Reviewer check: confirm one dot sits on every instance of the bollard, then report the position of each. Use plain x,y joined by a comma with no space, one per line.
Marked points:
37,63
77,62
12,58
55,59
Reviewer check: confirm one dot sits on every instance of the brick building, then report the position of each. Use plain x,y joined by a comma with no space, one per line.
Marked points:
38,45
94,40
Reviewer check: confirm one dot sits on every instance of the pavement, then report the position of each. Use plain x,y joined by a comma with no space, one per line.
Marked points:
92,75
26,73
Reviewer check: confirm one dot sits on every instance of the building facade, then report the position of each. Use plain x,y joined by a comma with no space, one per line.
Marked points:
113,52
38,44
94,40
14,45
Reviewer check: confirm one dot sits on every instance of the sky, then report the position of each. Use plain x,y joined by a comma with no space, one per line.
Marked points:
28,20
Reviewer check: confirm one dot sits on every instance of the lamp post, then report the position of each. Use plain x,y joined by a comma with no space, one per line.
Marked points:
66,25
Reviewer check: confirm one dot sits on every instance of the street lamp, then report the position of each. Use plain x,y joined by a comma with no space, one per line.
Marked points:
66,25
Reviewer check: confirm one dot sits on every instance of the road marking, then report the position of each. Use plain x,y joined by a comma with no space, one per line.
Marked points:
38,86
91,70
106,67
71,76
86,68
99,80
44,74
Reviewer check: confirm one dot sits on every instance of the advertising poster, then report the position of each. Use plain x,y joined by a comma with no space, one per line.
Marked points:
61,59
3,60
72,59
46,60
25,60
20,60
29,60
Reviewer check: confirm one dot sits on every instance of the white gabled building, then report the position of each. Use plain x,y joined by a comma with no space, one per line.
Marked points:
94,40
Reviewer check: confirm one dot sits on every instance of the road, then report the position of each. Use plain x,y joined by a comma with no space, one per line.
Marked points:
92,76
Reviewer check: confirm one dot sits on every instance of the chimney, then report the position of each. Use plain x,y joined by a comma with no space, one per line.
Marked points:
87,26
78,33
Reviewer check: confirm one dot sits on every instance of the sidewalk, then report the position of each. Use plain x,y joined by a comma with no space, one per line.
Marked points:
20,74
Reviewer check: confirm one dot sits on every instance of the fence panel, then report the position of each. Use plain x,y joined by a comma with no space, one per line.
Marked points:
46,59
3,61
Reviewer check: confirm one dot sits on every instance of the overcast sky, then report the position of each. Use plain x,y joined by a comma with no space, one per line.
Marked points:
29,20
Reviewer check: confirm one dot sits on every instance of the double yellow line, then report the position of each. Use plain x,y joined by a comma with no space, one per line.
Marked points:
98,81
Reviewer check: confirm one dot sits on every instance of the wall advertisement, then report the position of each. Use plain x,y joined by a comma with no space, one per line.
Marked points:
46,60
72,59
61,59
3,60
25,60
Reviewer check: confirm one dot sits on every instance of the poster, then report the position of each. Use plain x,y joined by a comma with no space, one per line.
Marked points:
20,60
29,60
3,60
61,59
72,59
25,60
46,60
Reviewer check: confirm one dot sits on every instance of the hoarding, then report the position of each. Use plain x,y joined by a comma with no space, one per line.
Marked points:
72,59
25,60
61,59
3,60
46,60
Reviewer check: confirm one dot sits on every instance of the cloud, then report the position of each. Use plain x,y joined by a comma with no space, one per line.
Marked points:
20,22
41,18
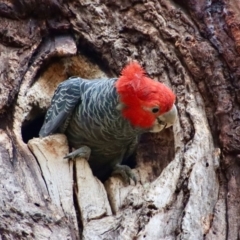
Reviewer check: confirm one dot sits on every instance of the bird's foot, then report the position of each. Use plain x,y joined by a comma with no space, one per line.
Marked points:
82,152
125,172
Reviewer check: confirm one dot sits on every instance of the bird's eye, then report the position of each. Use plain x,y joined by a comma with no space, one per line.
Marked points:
155,109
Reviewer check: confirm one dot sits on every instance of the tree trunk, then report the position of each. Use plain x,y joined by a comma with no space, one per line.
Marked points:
187,176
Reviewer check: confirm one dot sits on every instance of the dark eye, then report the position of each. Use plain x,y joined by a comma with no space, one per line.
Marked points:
155,109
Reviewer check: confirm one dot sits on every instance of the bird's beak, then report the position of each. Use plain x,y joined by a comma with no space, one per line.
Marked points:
165,120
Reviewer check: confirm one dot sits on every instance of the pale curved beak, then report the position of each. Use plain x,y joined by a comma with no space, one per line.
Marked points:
166,120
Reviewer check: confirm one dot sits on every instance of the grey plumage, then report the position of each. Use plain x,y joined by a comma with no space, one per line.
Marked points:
86,111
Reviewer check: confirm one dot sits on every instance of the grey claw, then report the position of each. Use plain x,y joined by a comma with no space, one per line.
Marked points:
82,152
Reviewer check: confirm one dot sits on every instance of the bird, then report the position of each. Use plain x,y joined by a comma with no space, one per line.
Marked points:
103,119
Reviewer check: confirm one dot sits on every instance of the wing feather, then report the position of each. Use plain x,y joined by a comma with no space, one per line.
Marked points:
65,99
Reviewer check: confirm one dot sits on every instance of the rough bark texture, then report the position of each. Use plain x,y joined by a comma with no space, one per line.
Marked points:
188,176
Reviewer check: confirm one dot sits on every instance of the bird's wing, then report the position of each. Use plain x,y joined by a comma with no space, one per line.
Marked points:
66,97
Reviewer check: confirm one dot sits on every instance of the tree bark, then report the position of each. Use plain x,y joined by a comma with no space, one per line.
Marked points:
188,176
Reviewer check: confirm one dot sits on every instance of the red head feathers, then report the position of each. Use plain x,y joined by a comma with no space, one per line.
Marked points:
140,95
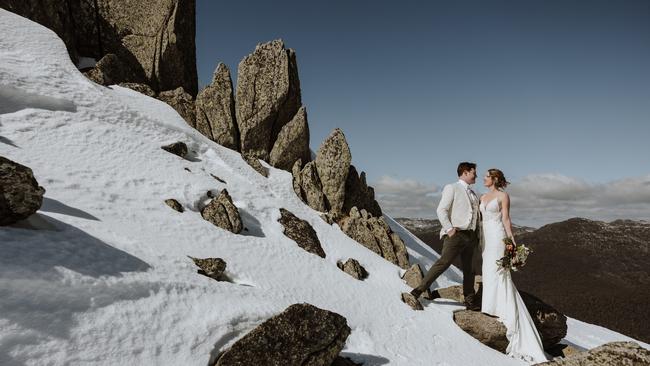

*Exercise*: Set out every line of the records above as a numbered list, skipping blank lines and omitting the pictures.

*The output*:
1. Reviewer check: confirm one dot sits on every instance of the bollard, then report the position of each. Use plain x,y joined by a comma with no space, one per line.
2. Marked points:
3. 37,63
4. 77,62
5. 12,58
6. 55,59
7. Reviewer check: confirm one dot sits on every instance of the brick building, then report the position of each. Use plain x,y joined by a comma with no space, one per line.
8. Marked points:
9. 38,45
10. 94,40
11. Reviewer check: confirm one dot sits on every instance of the pavement, then report the position of each. Use plain x,y joined by a comma with no space, one per line.
12. Marked points:
13. 92,75
14. 26,73
15. Reviewer check: confirm one dot sits on every instance of the building facade, then report the position of each. Use plain x,y joined by a comma with no space, one per line.
16. Marked points:
17. 113,52
18. 38,44
19. 94,40
20. 14,45
21. Reviewer check: confirm one dot sits on every instance of the sky, then report the position of each. Use plain x,y joined by a comma with no space, one per line.
22. Marked points:
23. 28,20
24. Reviewer check: confirm one dot sits on every instance of the lamp post, then report the position of each. Use plain x,y joined by a comma with no space, one per line.
25. Marked points:
26. 66,25
27. Reviewer check: confirm one dot sits on every instance of the street lamp, then report the position of each. Use plain x,y joined by a comma with no space, one per line.
28. Marked points:
29. 66,25
30. Reviewer check: confirm one dot sits on every instance of the road marking, then report the position of each. Use plain x,y joined by a comma with no space, one per line.
31. Marked points:
32. 38,86
33. 91,70
34. 106,67
35. 71,76
36. 86,68
37. 99,80
38. 44,74
39. Reviewer check: confirm one dot sits on every instance of the advertising poster, then report the position of each. Use plain x,y joined by a comma with no space, one per line.
40. Marked points:
41. 61,59
42. 3,60
43. 72,59
44. 46,60
45. 25,60
46. 20,60
47. 29,60
48. Reviewer check: confirm one dot sits on every instance of the white gabled building, then report the position of each. Use plain x,y joined by a comma with no space, one per line.
49. Marked points:
50. 94,40
51. Reviewer check: confirm one dot sits on every instance of the road, then report the position of each. Use plain x,y joined by a comma with no space, one per line.
52. Marked points:
53. 92,76
54. Reviewer check: confirm one dot sits on every instance of the chimney, then report the position of each. Use plain x,y joined by a comma with no space, one per line.
55. Marked points:
56. 87,26
57. 78,33
58. Reviewer check: confirm one dot sits on every instance of the sidewalk, then report the position of each. Use plain x,y joined by a comma with no space, one per line.
59. Marked points:
60. 20,74
61. Reviewer check: confirm one dot sits on every instance of the fence panel, then report the position of each. Use plain x,y joined by a comma with no space, one per line.
62. Marked points:
63. 46,59
64. 3,61
65. Reviewer check: confirm one dot sits on every instance of the overcast sky, then report the position of each. Use plain x,y joined by a comma with no space, one per line.
66. Marked points:
67. 29,20
68. Reviewer check: confirm one dot sits on every instance of the double yellow line, then report the position of each. Use plain x,y joined by a comma with no space, one per line.
69. Marked points:
70. 98,81
71. Reviewer check: confirm one dot sits on every instance of the wall advertisement, then report the position of each. Use plain x,y joined by a comma with no space, one per line.
72. Marked points:
73. 46,60
74. 72,59
75. 61,59
76. 3,60
77. 25,60
78. Reviewer check: confirm one dot sits on every instance of the poster, then report the position of each. Use plain x,y joined by a comma with no space, one per line.
79. Marked points:
80. 20,60
81. 29,60
82. 3,60
83. 61,59
84. 72,59
85. 25,60
86. 46,60
87. Reviewer check: confirm one dot sits on every instance of the hoarding, then report the position of each. Use plain x,y joined by a comma with no space, one per line.
88. Marked points:
89. 72,59
90. 25,60
91. 61,59
92. 3,60
93. 46,60
94. Reviewer check: confirm one dot sits on every instance of the cloud, then report the position of each. Use plain x,y joined by a comma with no space, one per line.
95. Marked points:
96. 20,22
97. 41,18
98. Reviewer check: confirm one dot sits on every instance of the bird's foot, then report the position of each. Use plain x,y joined by a comma with no space, one per line.
99. Marked points:
100. 82,152
101. 125,172
102. Reviewer check: confirm one dot sits on every instance of the bird's eye, then report the position of each. Use plain x,y joined by a comma with no space, one per line.
103. Marked points:
104. 155,109
105. Reviewer check: confirm one dot sits on every instance of the tree trunk, then report the position of each. Use plain x,y joined by a comma with no space, one per line.
106. Marked points:
107. 187,176
108. Reviewer check: confirm one dot sits on every instance of the dark eye, then report the position of each. Use plain x,y joined by a comma with no space, one per line.
109. Marked points:
110. 155,109
111. Reviewer check: confirm one dot sits on every instance of the bird's beak, then report the position of each. Use plain x,y joined by a comma with no space, one per line.
112. Marked points:
113. 165,120
114. Reviewer check: confirm one dot sits on every instance of the pale curved beak, then report the position of each. Use plain x,y joined by a comma with no space, one per line.
115. Marked points:
116. 166,120
117. Reviewer check: confirm one dot sits on every instance of the grey plumage, then report the position of each. Use plain x,y joined by a comma with no space, one per line.
118. Marked points:
119. 86,111
120. Reviewer check: confirm one dot sits on every instance of the grey claw, then report the position of each. Use plain x,y joined by a comma with no space, one per line.
121. Marked points:
122. 82,152
123. Reviewer check: confirm one dot sits on every instance of the bird, then report the position of each. Use plain x,y joined by a comma with no space, one per line.
124. Marked points:
125. 103,119
126. Reviewer check: confirm one dot sits on every instance of the wing feather, then report the position of each. Use plain x,y joined by a comma with no space, one per line.
127. Marked points:
128. 65,99
129. Reviewer check: confirm one dot sits on every instance of the rough bark texture, then report the position of each. Use plain x,y joined by a comma with no space, one per line.
130. Marked points:
131. 188,176
132. Reviewer check: confirm one dot sits on every instance of the bird's wing, then report the position of each. Use plain x,y joined by a comma with no space, one per line.
133. Marked points:
134. 66,97
135. Reviewer check: confirm one dot sits on every instance of the tree bark, then report the position of each. Use plain x,y joined by a comma with no space, one per line.
136. Marked points:
137. 188,176
138. Reviewer check: confirm one dot sits on every instance of the red head feathers, then report the position of each. Use plain x,y joined by a comma with no space, one per line.
139. Marked points:
140. 140,95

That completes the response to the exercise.